* _Reading text_:
START

EMPLOYMENT AGREEMENT
THIS AGREEMENT, made and entered into this 21st day of July, 1997, by and
between HARVEYS CASINO RESORTS, a Nevada corporation, hereinafter referred to as
"HARVEYS" and/or "EMPLOYER", and XXXX X. XXXXXXXX, hereinafter referred to as
"EMPLOYEE", as follows:
W I T N E S S E T H:
WHEREAS, HARVEYS desires to secure the benefits of EMPLOYEE'S background,
knowledge, experience, ability, expertise and industry to promote and maintain
HARVEYS stability, growth, viability and profitability; and
WHEREAS, HARVEYS desires to engage the services of EMPLOYEE who is desirous
of being employed by HARVEYS under the terms and conditions as herein set out;
and
NOW, THEREFORE, in consideration of the mutual promises, covenants and
agreements herein contained, together with other good and valuable consideration
the receipt of which is hereby acknowledged, the parties hereto do hereby agree
as follows:
I
DEFINITIONS
1.01 EMPLOYEE shall at all times mean XXXX X. XXXXXXXX.
1.02 EMPLOYER shall at all times mean HARVEYS CASINO RESORTS, a Nevada
corporation, and its Successors in Interest together with its subsidiaries.
1.03 HARVEYS shall at all times mean HARVEYS CASINO RESORTS, a
Nevada corporation, and its Successor in Interest together with its
subsidiaries.
1.04 Successor in Interest shall mean any entity which is the successor or
assign of HARVEYS, at law or at equity, and shall include without limitation,
any entity into which HARVEYS is merged or consolidated, and any entity to which
all or substantially all of the assets or businesses of HARVEYS is transferred.
II
NATURE OF EMPLOYMENT AND DUTIES OF EMPLOYEE
2.01 Effective upon the commencement date of this Agreement, EMPLOYEE shall
become Corporate Vice President of Human Resources of HARVEYS CASINO RESORTS,
corporate offices located in Xxxxxxx County, Nevada.

END

* _To be done_:
• 1. In the employment agreement, what position does the employee take on when the agreement commences?
• 2. Transcribe the employment agreement between "1.04 Successor in" and "Xxxxxxx County, Nevada.", inclusive.
• 3. Pick up the employment agreement where it stops and write what comes next.
The dataset entries aren't needed.

(Dataset entries)
START

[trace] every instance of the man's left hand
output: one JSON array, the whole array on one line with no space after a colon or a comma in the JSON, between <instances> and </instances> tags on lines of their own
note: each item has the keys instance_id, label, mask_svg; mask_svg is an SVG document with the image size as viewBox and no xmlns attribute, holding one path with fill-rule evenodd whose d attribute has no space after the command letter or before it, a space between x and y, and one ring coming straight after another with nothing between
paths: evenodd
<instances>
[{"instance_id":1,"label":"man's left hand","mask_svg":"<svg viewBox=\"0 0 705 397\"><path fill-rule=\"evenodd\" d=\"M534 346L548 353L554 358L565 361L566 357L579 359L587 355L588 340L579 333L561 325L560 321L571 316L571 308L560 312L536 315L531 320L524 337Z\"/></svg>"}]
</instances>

END

* _Exercise results_:
• 1. Corporate Vice President of Human Resources of Harveys Casino Resorts.

• 2.
1.04 Successor in Interest shall mean any entity which is the successor or
assign of HARVEYS, at law or at equity, and shall include without limitation,
any entity into which HARVEYS is merged or consolidated, and any entity to which
all or substantially all of the assets or businesses of HARVEYS is transferred.
II
NATURE OF EMPLOYMENT AND DUTIES OF EMPLOYEE
2.01 Effective upon the commencement date of this Agreement, EMPLOYEE shall
become Corporate Vice President of Human Resources of HARVEYS CASINO RESORTS,
corporate offices located in Xxxxxxx County, Nevada.

• 3.
EMPLOYEE shall do and perform all services, acts, or things necessary or
advisable to assist in the management and conduct of the business of EMPLOYER,
subject always to the policies as set forth by the Board of Directors.
2.02 EMPLOYEE shall be responsible for the creation, installation, and
ongoing direction and monitoring of human resources programs for properties
owned and operated by Harveys Casino Resorts; oversees the development and
implementation of compensation and benefits administration, health care claims
processing, 401(k) administration, employment and personnel policy initiation,
succession planning, executive development, risk management, employee relations,
Board of Review system, and other corporate employee programs.
2.03 EMPLOYEE has reviewed and concurs with his responsibilities and duties
as set forth in Section 2.02 above.
2.04 EMPLOYEE shall devote his entire productive time, ability and
attention to the business of EMPLOYER during the term of this contract.
EMPLOYEE shall not directly or indirectly render any service of a business,
commercial or professional nature, to any other person or organization, whether
for compensation or otherwise, without the prior written consent of the
President/CEO of HARVEYS except that EMPLOYEE shall not be precluded from
involvement in charitable or civic activities or his personal financial
investments provided the same do not interfere with his time or attention to the
business of EMPLOYER.
2.05 EMPLOYEE agrees that to the best of his ability and experience he will
at all times conscientiously perform all of the duties and obligations expressly
required of him.
III
TERM OF EMPLOYMENT
3.01 EMPLOYER hereby employs the EMPLOYEE, and EMPLOYEE hereby agrees to
be employed by HARVEYS for a period of at least three (3) years commencing on
the 21st day of August, 1997, and terminating on the 21st day of August, 2000.
This Agreement may be terminated earlier as hereinafter provided.
IV
TERMINATION OF EMPLOYMENT WITHOUT CAUSE
4.01 EMPLOYEE may be terminated at any time by HARVEYS' Board of Directors
on ninety (90) days' prior
written notice to EMPLOYEE specifying grounds for termination and, if they are
not those as provided in 5.01 herein, then EMPLOYEE shall continue to be paid
all compensation and shall receive all benefits to which he is entitled to
hereunder through the balance of the term hereof as provided for in paragraph
3.01 above.
4.02 EMPLOYEE may, at EMPLOYEE'S sole option and right, terminate this
Agreement at any time by giving HARVEYS ninety (90) days' prior written notice
and EMPLOYER shall be under no obligation to EMPLOYEE except to pay him
compensation for such services as may have been performed up to the effective
date of such termination.
4.03 If during the term hereof EMPLOYEE shall die or become disabled, he
shall be entitled to death and/or disability benefits that may be due EMPLOYEE
under any other benefit plans in effect from time to time.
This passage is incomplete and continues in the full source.